— Bagian Latihan —
a) Tentukan apakah setiap pernyataan berikut sesuai dengan teks tentang Undang-Undang Pos di bawah, lalu jawab ya atau tidak disertai kutipan persis kata-kata teks yang menjadi penentunya. (i) Pengertian pos kini berkembang hingga mencakup layanan surat berbasis internet. (ii) Dengan teknologi track dan trace, barang hanya dapat dipantau ketika sudah tiba di lokasi tujuan. (iii) Perizinan pendirian perusahaan pos melalui OSS RBA berlangsung lama dan rumit.
b) Lanjutkan teks tentang Undang-Undang Pos di bawah, dimulai setelah kalimat terakhirnya.

— Kutipan Teks —

Undang-Undang Pos di Era Teknologi
Teknologi telah mengubah cara dan perilaku orang dalam memanfaatkan jasa perposan sehingga ekosistem pos harus berubah pula. Ini menjadikan Undang-Undang Pos seolah ”rapuh”, tak berdaya lagi mengakselerasi perubahan.
Revolusi informasi dan teknologi telah meredefinisi makna dan praktik penyelenggaraan pos dan logistik secara fundamental. Pengertian pos selama ini dimaknai sebagai pengiriman surat atau dokumen secara konvensional (dalam bentuk fisik), tetapi kini berkembang menjadi surat berbasis elektronik, faksimile, hybrid, dan terakhir layanan surat berbasis internet.
Begitu pula dalam hal pengiriman barang, praktik-praktik logistik berubah dari cara pendistribusian tradisional menjadi sistem modern dengan teknologi track dan trace di mana barang dapat dipantau dari tempat pengiriman hingga tujuan. Dalam perdagangan barang lewat pemesanan pos, disiapkan hub-hub penyimpanan di lokasi tujuan sehingga mempermudah pemesanan dan pendistribusiannya.
Pemerintah terus mendorong modernisasi dan optimalisasi layanan pos di seluruh wilayah Indonesia melalui ketersediaan regulasi yang menjamin tumbuh kembang industri pos dan perluasan jaringan ke seluruh wilayah Negara Kesatuan Republik Indonesia. Dalam hal ini termasuk insentif perizinan pendirian perusahaan pos yang berlangsung singkat, cepat, dan sederhana melalui sistem online single submission risk based approach (OSS RBA).

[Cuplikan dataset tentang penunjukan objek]
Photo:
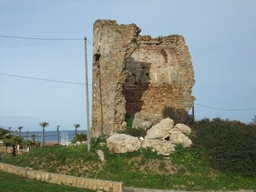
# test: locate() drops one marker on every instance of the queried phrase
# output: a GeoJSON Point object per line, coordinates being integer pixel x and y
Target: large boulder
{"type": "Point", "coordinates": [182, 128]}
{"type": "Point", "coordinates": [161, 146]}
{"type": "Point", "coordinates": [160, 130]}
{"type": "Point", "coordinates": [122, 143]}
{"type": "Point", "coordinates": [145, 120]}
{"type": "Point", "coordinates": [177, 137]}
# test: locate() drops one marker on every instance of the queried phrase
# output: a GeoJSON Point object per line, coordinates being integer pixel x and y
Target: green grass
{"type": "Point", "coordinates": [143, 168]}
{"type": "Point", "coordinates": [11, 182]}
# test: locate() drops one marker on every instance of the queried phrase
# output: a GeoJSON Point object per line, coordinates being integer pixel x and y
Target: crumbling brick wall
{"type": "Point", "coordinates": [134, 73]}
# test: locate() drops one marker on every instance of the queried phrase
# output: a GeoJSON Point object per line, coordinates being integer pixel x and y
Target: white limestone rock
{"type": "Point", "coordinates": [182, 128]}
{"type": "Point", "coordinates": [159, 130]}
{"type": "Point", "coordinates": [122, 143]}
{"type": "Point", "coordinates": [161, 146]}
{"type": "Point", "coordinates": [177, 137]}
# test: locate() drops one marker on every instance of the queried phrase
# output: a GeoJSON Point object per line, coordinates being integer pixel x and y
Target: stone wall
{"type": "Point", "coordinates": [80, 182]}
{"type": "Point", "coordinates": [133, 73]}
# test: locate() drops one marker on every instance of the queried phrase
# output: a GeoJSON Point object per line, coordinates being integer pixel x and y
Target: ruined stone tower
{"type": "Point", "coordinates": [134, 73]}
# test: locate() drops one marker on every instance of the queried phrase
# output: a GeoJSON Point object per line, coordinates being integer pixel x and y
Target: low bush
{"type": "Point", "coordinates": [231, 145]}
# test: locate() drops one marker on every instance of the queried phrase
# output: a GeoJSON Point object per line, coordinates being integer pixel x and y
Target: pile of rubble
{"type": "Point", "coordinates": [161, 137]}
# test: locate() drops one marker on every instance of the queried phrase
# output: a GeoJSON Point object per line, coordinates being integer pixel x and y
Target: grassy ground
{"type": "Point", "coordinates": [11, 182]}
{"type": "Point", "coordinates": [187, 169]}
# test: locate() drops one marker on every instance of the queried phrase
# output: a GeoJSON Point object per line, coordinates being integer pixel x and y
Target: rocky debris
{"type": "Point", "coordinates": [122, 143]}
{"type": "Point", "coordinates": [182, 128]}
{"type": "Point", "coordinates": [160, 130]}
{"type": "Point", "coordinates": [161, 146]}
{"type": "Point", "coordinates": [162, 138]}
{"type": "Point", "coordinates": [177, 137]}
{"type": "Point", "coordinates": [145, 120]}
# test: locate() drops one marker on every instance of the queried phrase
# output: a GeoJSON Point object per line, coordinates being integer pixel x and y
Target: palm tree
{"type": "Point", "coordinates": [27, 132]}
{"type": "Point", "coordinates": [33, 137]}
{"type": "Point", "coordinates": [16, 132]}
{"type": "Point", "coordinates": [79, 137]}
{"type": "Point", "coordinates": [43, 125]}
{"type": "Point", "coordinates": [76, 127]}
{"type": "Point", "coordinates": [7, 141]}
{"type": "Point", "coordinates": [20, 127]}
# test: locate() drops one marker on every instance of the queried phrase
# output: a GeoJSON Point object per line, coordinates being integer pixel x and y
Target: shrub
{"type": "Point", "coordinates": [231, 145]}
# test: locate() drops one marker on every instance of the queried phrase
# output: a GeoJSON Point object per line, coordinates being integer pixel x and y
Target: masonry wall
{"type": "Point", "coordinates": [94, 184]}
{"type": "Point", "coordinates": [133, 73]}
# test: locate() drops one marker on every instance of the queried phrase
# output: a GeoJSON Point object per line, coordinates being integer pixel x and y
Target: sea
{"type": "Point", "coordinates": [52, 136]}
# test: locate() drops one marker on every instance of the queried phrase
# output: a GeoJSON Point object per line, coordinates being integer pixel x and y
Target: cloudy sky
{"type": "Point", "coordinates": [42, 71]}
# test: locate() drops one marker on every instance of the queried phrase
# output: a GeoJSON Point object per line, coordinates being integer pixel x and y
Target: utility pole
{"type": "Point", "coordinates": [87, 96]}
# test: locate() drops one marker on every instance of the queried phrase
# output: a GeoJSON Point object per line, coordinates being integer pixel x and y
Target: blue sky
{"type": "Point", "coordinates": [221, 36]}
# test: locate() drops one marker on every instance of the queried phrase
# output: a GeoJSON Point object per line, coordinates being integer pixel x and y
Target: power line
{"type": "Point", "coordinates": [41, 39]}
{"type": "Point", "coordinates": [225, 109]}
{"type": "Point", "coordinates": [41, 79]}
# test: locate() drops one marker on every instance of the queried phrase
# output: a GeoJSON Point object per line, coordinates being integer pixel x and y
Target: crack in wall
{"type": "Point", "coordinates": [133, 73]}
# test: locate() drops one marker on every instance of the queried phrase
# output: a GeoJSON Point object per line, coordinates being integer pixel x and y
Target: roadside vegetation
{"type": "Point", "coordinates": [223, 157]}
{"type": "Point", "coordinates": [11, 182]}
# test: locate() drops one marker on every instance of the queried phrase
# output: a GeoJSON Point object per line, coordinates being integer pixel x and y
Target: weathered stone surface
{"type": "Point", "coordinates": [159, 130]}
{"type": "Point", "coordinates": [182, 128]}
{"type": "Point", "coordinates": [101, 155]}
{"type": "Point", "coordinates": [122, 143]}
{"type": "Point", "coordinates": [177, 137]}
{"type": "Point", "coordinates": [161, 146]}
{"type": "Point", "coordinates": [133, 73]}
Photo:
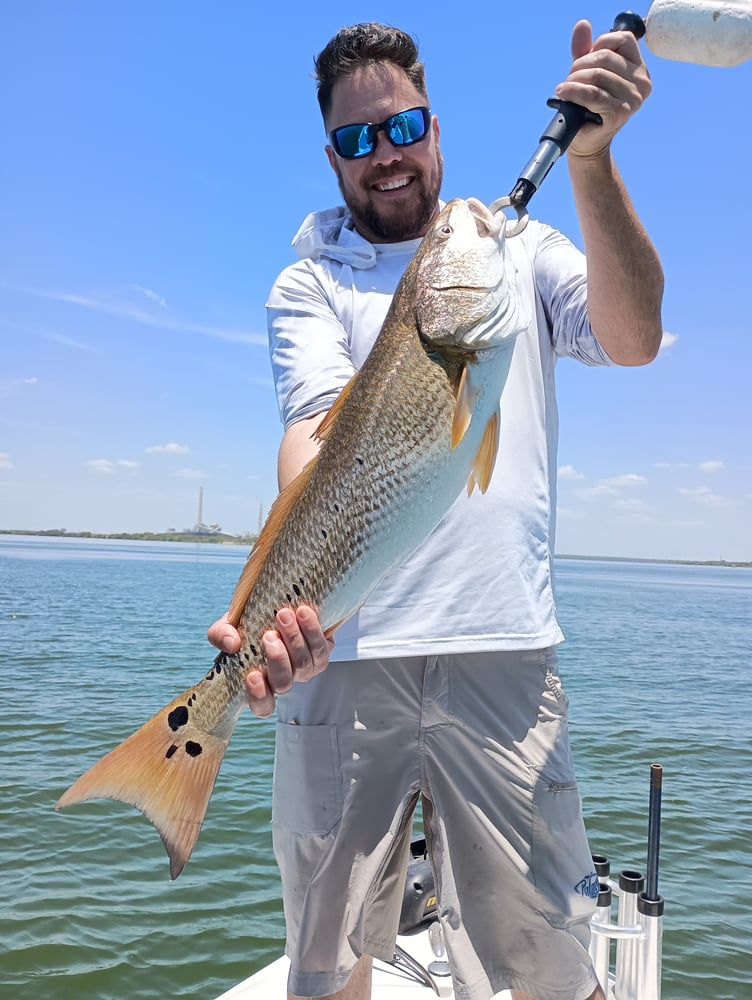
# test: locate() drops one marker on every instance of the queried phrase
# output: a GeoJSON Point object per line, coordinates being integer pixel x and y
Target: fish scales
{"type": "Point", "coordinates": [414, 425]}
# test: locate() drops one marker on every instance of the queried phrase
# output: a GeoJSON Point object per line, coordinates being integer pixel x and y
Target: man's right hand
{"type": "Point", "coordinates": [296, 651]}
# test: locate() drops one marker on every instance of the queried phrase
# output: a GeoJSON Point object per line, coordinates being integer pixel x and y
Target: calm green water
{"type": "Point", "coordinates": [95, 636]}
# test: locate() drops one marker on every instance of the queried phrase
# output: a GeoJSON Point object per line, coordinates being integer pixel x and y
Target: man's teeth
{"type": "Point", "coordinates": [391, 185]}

— Jawaban Tertulis —
a)
(i) Ya: "dan terakhir layanan surat berbasis internet".
(ii) Tidak: "barang dapat dipantau dari tempat pengiriman hingga tujuan".
(iii) Tidak: "berlangsung singkat, cepat, dan sederhana".

b)
Baca juga: Pos dan Jasa Kurir Baru
Tujuannya untuk membuka akses distribusi dan layanan pos ke seluruh wilayah teritorial Indonesia, meningkatkan ekonomi nasional, dan mendorong sektor pembangunan, serta membuka investasi baru untuk pemerataan kegiatan berusaha bidang pos. Dalam hal ini berlaku adagium, ”Tak ada sejengkal tanah di bumi Indonesia yang tidak mendapat layanan pos”.
Penyelenggaraan pos dikategorikan sebagai kegiatan prioritas dan strategis dalam urusan pengiriman dan pendistribusian surat, barang, dan transaksi keuangan ke seluruh belahan dunia. Diperlukan sistem jaringan interkoneksi di antara para pemain, baik di dalam maupun di luar negeri. Pemerintah melalui Kementerian Komunikasi dan Informatika mendorong dijalinnya hubungan kerja sama antar-penyelenggaran pos nasional dari berbagai bangsa secara erat dengan melonggarkan pintu masuk melalui berbagai katup regulasi.
Tinggal bagaimana para penyelenggara pos merumuskan model perjanjian kerja sama (PKS) antarpenyelenggara dengan tetap mengacu pada koridor yang menjadi mandatori Perhimpunan Pos Sedunia (Universal Postal Union/UPU). Kerja sama dimaksud termasuk kemungkinan dibangunnya aliansi usaha bersama yang mampu mendorong terjadinya koloni baru usaha perposan nasional sehingga terjadi penyerapan tenaga kerja potensial di dalam negeri.
Undang-Undang Pos
Di saat iklim investasi Indonesia mengalami transisi dari yang awalnya rumit dan berbelit, menjadi cepat dan sederhana, bisnis pos nasional mulai dilirik investor asing. Para pengusaha bidang pos dalam negeri melihat kondisi ini sebagai peluang emas, untuk makin mengepakkan sayapnya meluaskan jaringan baru di Indonesia. Kondisi tersebut didukung dengan lahirnya Undang-Undang tentang Pos Nomor 38 Tahun 2009 sebagai pengganti Undang-Undang Nomor 6 Tahun 1984 karena dianggap sudah tidak relevan.
Perubahan itu sejalan dengan prinsip penyelenggaraan pos sebagai sarana komunikasi dan informasi sekaligus menjalankan peran ”pelumas” dan penggerak mata rantai pembangunan nasional, memperkokoh persatuan dan kesatuan, mencerdaskan kehidupan bangsa, dan mendukung kegiatan ekonomi nasional, serta meningkatkan hubungan antarbangsa.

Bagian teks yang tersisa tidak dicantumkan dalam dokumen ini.